─── Exercise input

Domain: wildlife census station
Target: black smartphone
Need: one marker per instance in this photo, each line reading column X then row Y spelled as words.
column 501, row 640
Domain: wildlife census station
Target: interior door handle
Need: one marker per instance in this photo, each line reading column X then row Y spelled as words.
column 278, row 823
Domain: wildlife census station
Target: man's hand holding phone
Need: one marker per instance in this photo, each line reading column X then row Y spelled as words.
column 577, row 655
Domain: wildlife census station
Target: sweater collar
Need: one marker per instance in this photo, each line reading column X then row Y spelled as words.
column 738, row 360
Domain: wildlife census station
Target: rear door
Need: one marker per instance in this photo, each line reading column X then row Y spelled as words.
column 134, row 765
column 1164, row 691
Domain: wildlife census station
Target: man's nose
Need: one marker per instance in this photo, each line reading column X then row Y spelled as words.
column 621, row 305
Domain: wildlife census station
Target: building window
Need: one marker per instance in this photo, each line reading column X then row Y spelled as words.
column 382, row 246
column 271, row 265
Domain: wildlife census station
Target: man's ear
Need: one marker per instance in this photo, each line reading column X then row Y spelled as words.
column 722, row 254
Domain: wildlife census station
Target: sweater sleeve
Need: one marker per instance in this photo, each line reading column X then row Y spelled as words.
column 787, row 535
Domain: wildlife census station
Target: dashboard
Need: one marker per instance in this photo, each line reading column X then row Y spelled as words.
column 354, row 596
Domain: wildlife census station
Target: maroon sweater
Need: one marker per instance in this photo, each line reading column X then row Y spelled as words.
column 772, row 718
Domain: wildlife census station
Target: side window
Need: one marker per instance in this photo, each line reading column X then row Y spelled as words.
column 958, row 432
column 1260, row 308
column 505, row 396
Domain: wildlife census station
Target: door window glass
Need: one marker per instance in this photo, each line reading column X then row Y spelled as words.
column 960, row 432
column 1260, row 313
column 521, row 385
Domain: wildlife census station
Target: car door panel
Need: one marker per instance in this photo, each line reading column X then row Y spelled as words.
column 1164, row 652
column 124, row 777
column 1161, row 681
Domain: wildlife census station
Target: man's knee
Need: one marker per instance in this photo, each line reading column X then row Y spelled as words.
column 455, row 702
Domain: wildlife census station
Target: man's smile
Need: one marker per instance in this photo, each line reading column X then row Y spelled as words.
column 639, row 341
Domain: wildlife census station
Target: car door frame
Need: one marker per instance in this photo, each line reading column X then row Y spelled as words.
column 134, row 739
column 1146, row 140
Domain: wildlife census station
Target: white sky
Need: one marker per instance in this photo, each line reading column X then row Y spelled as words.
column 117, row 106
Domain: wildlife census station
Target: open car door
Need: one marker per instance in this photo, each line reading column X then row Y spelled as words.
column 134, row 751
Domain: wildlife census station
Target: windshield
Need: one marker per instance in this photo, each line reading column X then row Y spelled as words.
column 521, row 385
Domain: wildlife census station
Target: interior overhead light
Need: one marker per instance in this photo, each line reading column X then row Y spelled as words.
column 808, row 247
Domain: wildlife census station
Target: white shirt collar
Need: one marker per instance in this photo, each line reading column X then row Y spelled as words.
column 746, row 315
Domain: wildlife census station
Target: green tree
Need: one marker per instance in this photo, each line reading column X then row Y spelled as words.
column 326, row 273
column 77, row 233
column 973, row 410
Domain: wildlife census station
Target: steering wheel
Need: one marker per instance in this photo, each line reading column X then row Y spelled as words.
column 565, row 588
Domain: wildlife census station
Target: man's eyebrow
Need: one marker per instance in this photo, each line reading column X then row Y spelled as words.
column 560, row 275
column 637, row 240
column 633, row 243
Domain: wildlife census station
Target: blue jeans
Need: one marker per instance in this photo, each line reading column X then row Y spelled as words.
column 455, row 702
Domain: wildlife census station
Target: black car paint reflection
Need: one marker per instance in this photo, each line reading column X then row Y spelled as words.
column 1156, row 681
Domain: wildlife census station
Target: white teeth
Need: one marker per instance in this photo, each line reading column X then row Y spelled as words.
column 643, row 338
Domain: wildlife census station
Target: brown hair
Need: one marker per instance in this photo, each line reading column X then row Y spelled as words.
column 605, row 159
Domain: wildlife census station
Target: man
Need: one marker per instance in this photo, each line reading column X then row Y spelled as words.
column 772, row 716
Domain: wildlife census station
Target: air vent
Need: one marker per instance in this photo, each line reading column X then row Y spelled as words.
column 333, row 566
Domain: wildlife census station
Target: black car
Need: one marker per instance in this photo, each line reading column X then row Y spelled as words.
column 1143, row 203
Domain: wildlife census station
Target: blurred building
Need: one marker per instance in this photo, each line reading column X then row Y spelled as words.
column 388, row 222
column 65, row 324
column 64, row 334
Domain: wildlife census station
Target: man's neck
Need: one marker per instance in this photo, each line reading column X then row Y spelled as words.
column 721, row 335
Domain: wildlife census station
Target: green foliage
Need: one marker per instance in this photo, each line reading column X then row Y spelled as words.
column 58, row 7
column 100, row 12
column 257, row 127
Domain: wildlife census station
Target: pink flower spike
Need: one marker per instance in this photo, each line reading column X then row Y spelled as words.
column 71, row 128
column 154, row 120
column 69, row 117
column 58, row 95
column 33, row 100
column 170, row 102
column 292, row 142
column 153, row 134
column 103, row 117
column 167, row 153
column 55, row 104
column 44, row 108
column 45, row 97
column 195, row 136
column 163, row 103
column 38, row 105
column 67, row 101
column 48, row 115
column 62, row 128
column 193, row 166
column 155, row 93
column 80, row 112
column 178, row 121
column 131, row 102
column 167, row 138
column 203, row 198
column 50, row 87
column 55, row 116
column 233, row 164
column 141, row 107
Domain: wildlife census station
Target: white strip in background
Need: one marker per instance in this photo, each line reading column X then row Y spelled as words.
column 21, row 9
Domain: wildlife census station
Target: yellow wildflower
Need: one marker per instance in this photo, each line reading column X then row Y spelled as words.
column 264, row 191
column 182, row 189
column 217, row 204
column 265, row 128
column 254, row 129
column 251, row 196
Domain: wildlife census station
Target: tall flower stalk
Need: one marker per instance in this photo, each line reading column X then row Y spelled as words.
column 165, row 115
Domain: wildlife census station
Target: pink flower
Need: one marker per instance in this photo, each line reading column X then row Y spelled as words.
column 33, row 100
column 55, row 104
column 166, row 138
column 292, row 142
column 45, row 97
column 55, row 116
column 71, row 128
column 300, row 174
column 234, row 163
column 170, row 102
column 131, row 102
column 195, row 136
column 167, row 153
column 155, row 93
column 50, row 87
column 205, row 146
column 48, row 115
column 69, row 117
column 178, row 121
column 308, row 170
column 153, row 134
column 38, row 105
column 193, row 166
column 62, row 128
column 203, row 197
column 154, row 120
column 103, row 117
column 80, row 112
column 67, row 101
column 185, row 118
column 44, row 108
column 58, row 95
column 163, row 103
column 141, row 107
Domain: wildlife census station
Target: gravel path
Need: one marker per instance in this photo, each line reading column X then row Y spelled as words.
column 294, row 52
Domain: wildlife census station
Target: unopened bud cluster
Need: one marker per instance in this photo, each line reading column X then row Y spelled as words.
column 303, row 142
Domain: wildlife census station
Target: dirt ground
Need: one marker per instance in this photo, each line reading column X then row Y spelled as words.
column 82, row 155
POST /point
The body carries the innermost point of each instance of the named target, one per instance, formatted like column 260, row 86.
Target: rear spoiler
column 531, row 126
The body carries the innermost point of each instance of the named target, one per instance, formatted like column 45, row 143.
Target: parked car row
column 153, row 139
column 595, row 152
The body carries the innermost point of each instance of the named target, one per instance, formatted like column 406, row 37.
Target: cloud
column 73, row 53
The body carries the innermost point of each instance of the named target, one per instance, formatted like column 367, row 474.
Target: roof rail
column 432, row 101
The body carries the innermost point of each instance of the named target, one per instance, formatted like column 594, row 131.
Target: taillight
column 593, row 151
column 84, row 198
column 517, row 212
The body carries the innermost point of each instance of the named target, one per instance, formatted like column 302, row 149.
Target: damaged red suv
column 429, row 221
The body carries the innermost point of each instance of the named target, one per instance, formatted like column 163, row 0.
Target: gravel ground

──────
─── Exercise input

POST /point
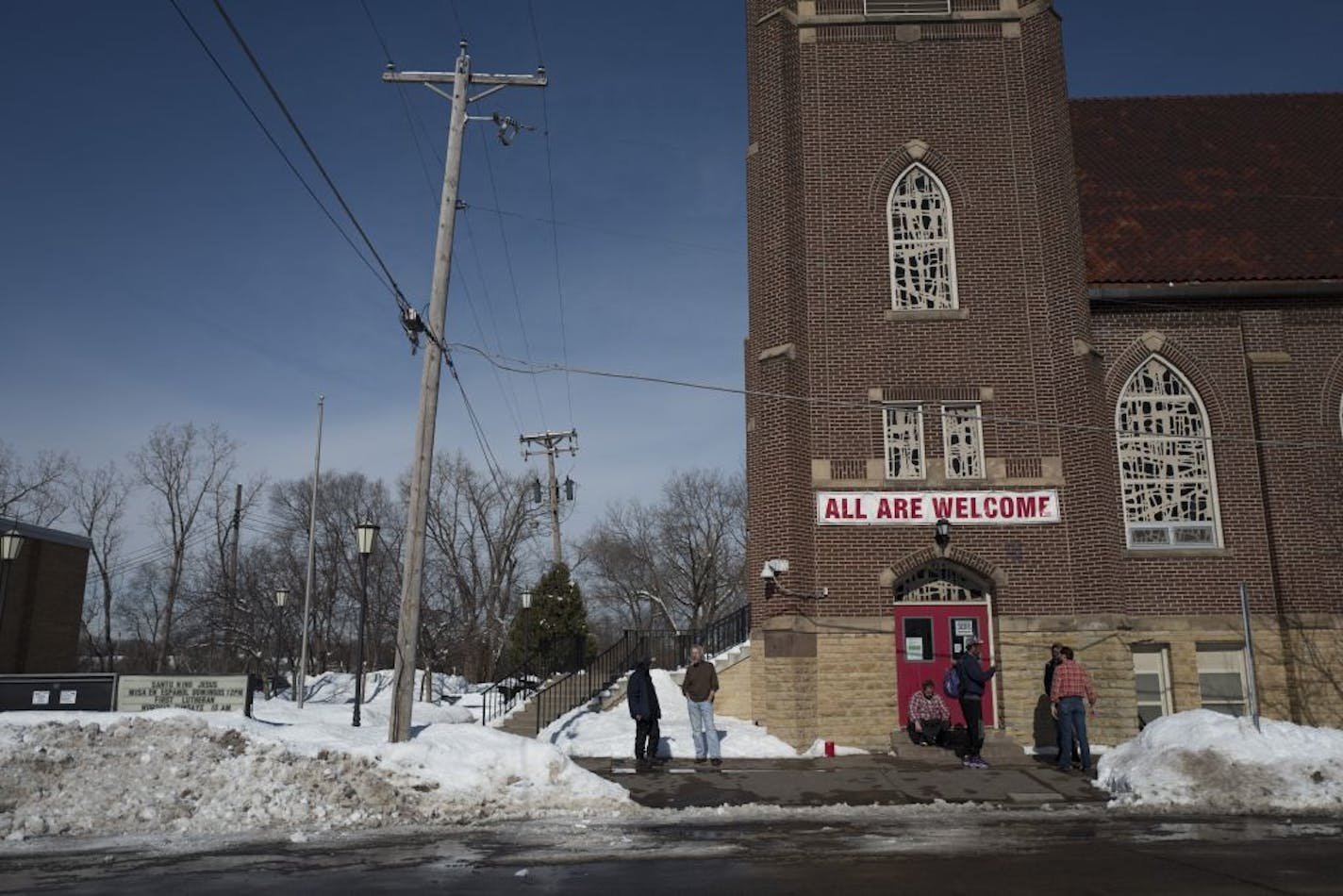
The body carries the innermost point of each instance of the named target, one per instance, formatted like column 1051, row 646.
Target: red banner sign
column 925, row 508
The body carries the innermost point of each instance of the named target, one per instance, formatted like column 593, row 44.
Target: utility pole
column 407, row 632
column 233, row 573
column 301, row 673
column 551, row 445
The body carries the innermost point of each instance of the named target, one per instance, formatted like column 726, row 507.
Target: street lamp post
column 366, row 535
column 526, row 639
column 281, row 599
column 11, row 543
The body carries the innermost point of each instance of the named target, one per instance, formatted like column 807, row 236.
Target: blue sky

──────

What is asked
Tally the lines of the records that contain the string "pink", treating case as significant, and reply with only that number.

Response to the task
2